• _Extract provided_
┏━━
Modern couple draws from old text photo

For a recent article I wrote for Triblocal, I interviewed a Jewish couple living in Highland Park that is about as nontraditional as it gets.

The two met later in life after previous marriages, already had their own children and are now enjoying their marriage of only about five years.

The husband is an African American male who converted to Judaism in his 30s; the wife was born Jewish and scarcely identified with her roots.

Together, they’ve found Judaism in perhaps an unusual place—a comic book.

Chicago native Aaron Freeman is an author, blogger, public radio personality and stand-up comedian. Some of his routines have taken on Jewish significance, such as his involvement with a traveling show called The Israeli/Palestinian Comedy Tour.

His wife and Glencoe native Sharon Rosenzweig is a painter and printmaker who has recently taken to being a cartoonist.

For those of you loyal Oy! readers who are scratching your heads and wondering why something sounds familiar, Oy! blogger Jane Charney actually wrote about Freeman once before. In her article, “Torah Tales,” Charney discussed Freeman’s performance work as a Torah maven, or storyteller/translator of Biblical Hebrew into vernacular. I am going to focus on another of Freeman’s Jewish endeavors.

Freeman discovered the program called Comic Life on his computer and in three years, he and Rosenzweig have joined forces and decided to make a graphic novel of the Torah called “The Comic Torah, Re-imagining the Very Good Book.”
┗━━
• _Aim of the task_
According to the article on the Highland Park couple, what is the title of the graphic novel Freeman and Rosenzweig are making?

• _Data excerpt_
┏━━
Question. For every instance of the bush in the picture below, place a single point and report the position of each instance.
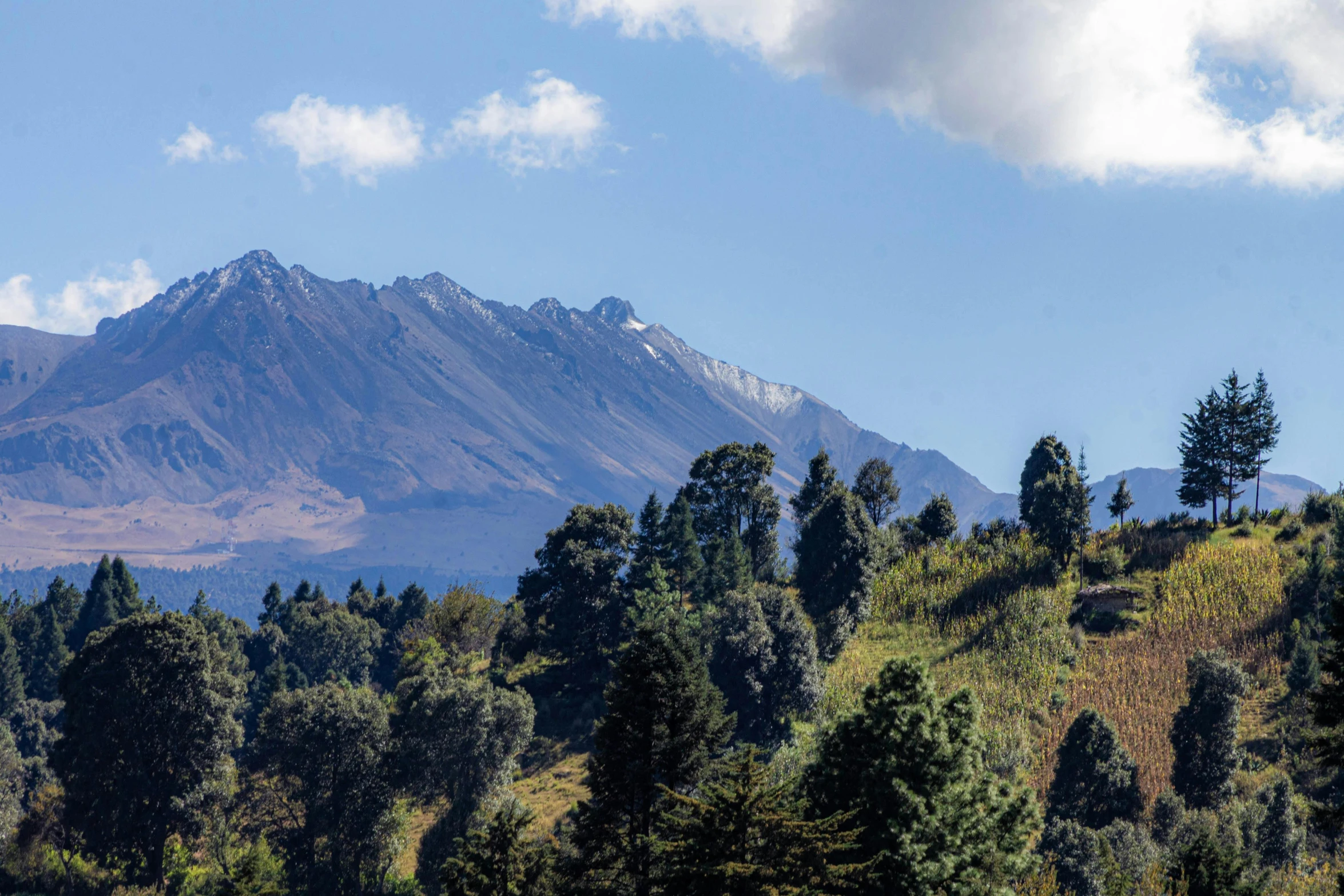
(1289, 532)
┗━━
• _Solution for this problem_
"The Comic Torah, Re-imagining the Very Good Book."